Caching task results significantly improves workflow efficiency by reusing outputs from previously executed tasks with identical inputs. This avoids redundant computations, reduces execution time, and optimizes resource utilization, especially for computationally intensive or frequently invoked tasks.

Configuring Task Caching

The Cache configuration object controls how task results are cached. You define caching behavior, versioning strategies, and concurrency handling through its parameters.

The Cache object is initialized with the following parameters:

  • behavior: Determines the caching strategy.
    • "auto": Enables caching. The system automatically generates a cache version based on defined policies.
    • "override": Enables caching using a manually specified version_override.
    • "disable": Disables caching for the task.
  • version_override: An optional string that explicitly sets the cache version. When provided, this version takes precedence over any policy-generated versions. This is useful for forcing a cache invalidation or ensuring a specific version is used across deployments.
  • serialize: A boolean flag. When True, if multiple concurrent executions of the same task (with identical inputs) are initiated, only one instance executes. The other instances wait and then reuse the result from the executing instance once it completes. This prevents redundant computations for concurrent identical requests.
  • ignored_inputs: A tuple of input names (strings) that should be excluded when generating the cache version hash. This is useful when certain inputs do not affect the task's output and should not trigger a cache miss.
  • salt: An arbitrary string used to "salt" the hash generation process. Adding a salt ensures that even if the underlying code or inputs are identical, a different hash is produced if the salt changes. This provides an additional layer of control for cache invalidation.
  • policies: A list of CachePolicy objects that define how the cache version is generated when behavior is "auto" and version_override is not set. If no policies are explicitly provided, a default set of policies is used.

Example: Basic Cache Configuration

from flytekit.core.cache import Cache # Assuming Cache is imported from here

# Enable caching with default policies
cache_config_auto = Cache(behavior="auto")

# Enable caching with a specific version
cache_config_override = Cache(behavior="override", version_override="my-custom-version-123")

# Disable caching
cache_config_disable = Cache(behavior="disable")

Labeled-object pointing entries
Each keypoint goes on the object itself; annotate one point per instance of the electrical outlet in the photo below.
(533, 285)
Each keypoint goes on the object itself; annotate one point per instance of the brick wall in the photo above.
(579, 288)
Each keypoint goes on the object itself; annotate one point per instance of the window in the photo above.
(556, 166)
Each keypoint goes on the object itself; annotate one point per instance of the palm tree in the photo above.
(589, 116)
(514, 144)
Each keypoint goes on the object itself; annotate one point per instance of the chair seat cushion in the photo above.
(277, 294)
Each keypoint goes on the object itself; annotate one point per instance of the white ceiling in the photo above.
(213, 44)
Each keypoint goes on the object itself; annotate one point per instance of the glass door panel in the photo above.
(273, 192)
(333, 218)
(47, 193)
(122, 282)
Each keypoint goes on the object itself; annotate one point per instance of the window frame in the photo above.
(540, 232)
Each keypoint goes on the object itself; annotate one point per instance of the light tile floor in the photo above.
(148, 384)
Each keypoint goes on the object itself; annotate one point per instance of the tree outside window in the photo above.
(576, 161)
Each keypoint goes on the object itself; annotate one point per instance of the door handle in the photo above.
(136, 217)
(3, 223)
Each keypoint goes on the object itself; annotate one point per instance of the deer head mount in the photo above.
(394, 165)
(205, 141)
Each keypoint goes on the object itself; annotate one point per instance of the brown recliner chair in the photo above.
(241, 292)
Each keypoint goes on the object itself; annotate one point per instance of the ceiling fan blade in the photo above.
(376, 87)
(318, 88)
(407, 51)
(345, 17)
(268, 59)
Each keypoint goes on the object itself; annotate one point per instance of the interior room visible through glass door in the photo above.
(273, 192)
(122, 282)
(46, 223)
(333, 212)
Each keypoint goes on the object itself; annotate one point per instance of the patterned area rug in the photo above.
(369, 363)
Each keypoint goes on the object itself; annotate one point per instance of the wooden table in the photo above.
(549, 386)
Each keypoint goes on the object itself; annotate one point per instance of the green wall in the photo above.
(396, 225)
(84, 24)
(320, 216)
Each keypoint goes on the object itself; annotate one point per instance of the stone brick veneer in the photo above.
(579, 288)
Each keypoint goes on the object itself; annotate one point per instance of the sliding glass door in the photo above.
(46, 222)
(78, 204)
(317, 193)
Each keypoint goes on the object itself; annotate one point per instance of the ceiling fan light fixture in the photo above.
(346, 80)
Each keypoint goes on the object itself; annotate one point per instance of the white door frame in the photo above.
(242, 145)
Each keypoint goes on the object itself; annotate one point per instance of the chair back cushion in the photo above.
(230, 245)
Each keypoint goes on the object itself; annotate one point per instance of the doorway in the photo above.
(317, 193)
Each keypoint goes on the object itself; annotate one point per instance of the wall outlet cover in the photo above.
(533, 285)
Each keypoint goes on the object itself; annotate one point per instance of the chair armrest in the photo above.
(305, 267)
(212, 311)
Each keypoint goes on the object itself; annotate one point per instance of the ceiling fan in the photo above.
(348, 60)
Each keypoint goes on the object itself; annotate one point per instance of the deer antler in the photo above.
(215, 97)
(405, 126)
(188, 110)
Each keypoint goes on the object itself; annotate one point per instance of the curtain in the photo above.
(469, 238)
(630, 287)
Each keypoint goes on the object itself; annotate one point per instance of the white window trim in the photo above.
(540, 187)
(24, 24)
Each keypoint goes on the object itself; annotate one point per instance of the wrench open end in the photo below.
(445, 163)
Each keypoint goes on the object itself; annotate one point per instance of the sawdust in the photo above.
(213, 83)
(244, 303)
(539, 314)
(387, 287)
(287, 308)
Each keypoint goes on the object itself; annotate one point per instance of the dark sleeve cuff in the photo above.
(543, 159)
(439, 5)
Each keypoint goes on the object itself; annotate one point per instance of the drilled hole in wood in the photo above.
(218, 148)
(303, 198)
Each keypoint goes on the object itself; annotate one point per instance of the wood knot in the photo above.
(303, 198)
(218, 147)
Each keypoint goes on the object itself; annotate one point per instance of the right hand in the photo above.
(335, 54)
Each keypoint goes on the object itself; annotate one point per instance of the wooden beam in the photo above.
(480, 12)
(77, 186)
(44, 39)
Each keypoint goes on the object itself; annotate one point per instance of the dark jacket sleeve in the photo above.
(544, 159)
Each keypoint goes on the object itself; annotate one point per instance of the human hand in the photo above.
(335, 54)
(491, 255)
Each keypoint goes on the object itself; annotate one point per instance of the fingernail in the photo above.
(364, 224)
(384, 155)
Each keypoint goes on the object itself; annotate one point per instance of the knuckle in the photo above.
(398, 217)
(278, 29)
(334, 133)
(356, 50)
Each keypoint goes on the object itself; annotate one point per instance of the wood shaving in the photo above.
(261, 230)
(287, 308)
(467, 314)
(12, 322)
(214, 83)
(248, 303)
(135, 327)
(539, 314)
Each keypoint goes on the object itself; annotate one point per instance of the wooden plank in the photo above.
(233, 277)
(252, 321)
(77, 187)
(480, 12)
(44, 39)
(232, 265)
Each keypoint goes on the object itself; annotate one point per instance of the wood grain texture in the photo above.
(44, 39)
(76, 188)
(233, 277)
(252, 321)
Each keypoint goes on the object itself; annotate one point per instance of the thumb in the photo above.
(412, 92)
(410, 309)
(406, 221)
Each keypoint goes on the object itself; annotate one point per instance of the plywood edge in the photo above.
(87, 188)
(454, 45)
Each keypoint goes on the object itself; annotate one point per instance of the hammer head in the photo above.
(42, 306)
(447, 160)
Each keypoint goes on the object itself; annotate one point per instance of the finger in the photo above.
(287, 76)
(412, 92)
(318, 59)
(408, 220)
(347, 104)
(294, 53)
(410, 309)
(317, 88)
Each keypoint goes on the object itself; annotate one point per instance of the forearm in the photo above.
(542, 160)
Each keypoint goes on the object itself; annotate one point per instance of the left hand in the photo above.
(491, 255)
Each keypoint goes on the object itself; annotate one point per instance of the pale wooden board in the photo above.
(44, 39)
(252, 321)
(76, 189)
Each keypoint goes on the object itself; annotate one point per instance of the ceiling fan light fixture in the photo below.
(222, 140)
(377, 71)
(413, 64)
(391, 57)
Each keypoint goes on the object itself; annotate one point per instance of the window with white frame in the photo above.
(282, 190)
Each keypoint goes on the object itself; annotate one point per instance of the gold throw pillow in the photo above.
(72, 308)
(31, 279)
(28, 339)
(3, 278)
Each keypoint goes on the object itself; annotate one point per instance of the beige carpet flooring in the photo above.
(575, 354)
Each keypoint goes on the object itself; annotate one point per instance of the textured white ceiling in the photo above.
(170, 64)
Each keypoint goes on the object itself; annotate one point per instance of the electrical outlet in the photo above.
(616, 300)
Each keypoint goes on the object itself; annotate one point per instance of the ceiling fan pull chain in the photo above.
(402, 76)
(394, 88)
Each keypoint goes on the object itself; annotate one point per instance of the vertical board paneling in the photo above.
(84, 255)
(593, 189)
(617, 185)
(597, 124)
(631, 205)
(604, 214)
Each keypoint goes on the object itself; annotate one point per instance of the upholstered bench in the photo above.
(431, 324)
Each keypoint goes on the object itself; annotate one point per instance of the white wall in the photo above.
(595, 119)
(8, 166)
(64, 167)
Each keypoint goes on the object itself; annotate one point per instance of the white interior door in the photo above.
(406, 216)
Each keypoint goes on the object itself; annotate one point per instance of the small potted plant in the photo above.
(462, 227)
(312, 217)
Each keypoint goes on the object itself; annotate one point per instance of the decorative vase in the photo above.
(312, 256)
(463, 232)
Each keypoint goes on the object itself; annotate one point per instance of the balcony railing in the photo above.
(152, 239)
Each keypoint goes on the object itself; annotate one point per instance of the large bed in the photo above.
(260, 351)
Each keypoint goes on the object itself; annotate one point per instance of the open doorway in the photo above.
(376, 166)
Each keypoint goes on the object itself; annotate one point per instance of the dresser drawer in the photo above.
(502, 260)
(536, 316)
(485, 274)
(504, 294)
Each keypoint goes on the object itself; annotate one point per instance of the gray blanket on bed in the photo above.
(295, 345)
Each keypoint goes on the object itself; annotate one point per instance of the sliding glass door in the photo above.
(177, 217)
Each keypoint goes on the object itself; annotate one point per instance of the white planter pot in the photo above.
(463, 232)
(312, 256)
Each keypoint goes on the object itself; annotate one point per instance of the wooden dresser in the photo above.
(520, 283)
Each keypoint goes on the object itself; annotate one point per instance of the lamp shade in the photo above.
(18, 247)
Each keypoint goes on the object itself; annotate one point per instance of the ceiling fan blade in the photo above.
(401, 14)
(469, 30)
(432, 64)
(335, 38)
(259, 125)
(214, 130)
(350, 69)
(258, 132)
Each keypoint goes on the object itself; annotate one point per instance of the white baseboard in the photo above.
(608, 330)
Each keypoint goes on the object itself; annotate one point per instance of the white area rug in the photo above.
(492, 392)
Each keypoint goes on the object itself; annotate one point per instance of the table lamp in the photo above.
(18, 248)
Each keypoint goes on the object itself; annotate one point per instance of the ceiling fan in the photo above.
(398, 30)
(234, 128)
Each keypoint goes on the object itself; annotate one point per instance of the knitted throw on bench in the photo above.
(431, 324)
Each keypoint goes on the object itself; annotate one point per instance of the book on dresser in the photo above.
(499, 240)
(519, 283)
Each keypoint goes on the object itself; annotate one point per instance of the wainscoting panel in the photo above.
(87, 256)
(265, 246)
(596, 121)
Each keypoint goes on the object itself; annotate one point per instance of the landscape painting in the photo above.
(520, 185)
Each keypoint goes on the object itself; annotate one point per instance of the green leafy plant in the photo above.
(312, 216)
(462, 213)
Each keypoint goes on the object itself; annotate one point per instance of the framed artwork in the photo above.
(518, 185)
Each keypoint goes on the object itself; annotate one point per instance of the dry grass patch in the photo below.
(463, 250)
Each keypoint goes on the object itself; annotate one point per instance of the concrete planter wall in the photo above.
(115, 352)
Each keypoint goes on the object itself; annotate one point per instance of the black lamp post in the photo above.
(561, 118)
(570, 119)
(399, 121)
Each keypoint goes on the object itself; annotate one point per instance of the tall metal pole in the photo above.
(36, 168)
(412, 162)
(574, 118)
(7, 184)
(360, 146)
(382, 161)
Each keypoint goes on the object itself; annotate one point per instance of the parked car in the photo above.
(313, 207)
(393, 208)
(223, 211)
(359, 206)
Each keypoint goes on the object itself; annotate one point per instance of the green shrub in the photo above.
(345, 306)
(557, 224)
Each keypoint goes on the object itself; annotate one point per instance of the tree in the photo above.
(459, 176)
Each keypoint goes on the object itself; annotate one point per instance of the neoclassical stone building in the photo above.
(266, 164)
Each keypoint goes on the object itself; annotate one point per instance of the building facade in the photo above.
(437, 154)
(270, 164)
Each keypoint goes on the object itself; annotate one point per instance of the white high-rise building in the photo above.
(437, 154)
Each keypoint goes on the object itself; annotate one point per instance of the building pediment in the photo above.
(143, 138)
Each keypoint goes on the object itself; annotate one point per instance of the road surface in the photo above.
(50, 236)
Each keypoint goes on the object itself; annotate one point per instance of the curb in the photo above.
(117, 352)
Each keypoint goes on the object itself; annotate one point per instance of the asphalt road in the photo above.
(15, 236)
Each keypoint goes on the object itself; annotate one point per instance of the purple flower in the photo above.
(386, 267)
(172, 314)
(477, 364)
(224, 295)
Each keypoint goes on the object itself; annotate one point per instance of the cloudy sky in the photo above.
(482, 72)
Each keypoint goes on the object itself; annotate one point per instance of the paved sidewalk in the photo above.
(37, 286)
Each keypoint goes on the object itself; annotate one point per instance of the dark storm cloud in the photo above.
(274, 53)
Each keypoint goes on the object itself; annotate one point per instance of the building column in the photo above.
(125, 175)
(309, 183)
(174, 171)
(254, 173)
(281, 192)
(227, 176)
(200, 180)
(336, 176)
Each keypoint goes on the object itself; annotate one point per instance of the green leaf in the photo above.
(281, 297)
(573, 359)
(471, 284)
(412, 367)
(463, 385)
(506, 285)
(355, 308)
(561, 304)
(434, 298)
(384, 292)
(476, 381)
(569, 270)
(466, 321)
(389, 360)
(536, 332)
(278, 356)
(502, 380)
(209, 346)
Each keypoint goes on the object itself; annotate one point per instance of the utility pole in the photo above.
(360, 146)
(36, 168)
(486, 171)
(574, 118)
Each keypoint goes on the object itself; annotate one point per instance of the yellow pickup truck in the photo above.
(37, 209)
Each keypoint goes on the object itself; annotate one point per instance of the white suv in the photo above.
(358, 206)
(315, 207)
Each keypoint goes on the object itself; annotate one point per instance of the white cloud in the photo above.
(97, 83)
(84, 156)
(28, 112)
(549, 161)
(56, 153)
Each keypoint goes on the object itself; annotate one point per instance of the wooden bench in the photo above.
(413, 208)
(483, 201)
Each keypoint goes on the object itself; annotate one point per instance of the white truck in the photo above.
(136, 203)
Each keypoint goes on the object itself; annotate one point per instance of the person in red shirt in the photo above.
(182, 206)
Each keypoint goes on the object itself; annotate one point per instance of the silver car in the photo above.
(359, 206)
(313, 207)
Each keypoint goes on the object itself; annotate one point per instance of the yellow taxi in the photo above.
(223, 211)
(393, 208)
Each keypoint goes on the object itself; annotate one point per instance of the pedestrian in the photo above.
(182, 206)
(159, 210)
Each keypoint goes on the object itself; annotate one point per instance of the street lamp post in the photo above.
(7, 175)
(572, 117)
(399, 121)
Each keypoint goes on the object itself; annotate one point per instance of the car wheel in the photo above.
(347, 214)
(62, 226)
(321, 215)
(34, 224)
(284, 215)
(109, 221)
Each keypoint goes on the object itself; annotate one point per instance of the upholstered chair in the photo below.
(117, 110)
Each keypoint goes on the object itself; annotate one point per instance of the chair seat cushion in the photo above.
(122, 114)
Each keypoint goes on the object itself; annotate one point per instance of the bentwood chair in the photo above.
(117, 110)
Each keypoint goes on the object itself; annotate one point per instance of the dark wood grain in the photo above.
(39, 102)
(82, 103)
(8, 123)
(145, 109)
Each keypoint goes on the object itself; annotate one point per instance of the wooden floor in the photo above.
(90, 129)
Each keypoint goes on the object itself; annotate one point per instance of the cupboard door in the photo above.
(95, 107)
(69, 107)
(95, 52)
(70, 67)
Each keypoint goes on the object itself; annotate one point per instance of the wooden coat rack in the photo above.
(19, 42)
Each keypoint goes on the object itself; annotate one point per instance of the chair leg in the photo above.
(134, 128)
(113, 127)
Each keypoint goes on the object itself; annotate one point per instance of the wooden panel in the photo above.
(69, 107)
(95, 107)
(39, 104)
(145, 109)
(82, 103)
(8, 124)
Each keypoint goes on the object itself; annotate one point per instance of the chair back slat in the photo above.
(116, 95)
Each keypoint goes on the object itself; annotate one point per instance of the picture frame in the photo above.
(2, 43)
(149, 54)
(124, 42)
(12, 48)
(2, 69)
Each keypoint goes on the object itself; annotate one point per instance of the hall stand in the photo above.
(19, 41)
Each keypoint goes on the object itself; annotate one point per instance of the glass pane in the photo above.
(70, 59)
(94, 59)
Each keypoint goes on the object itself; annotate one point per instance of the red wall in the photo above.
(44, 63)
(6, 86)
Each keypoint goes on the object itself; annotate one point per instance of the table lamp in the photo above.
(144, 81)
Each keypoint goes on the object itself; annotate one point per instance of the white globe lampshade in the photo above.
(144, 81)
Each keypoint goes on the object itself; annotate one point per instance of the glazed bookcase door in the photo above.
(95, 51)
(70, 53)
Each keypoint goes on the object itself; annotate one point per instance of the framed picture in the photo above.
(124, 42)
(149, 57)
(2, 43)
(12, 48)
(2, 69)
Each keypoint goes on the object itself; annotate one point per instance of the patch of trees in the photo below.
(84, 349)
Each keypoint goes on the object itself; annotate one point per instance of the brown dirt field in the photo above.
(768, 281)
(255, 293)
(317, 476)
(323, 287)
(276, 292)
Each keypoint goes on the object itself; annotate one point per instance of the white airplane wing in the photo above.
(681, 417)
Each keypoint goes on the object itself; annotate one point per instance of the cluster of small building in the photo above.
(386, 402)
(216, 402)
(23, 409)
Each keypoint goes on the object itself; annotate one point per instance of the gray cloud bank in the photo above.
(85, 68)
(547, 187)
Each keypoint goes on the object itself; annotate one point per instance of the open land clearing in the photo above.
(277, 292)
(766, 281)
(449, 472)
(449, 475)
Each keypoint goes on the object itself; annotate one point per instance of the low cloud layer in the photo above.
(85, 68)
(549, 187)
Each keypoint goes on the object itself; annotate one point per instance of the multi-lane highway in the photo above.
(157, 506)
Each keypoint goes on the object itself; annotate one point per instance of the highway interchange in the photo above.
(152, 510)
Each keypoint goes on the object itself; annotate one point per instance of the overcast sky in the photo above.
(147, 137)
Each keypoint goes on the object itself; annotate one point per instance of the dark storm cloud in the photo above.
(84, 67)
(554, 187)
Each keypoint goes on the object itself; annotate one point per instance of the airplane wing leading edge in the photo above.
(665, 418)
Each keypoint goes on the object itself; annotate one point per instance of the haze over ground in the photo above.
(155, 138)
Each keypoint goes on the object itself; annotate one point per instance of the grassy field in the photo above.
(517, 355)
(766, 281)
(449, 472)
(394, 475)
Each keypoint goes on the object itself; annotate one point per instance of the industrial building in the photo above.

GOAL 1
Can you reproduce the caching passage between "The Cache object" and "used across deployments.", inclusive, substituting "Turns on" for "Enables"?
GOAL 2
How many lines of the entries contain the word "small"? Reply with the number alone.
The caching passage and the entries are independent of each other.

COMPLETE RESPONSE 1
The Cache object is initialized with the following parameters:

  • behavior: Determines the caching strategy.
    • "auto": Turns on caching. The system automatically generates a cache version based on defined policies.
    • "override": Turns on caching using a manually specified version_override.
    • "disable": Disables caching for the task.
  • version_override: An optional string that explicitly sets the cache version. When provided, this version takes precedence over any policy-generated versions. This is useful for forcing a cache invalidation or ensuring a specific version is used across deployments.

COMPLETE RESPONSE 2
2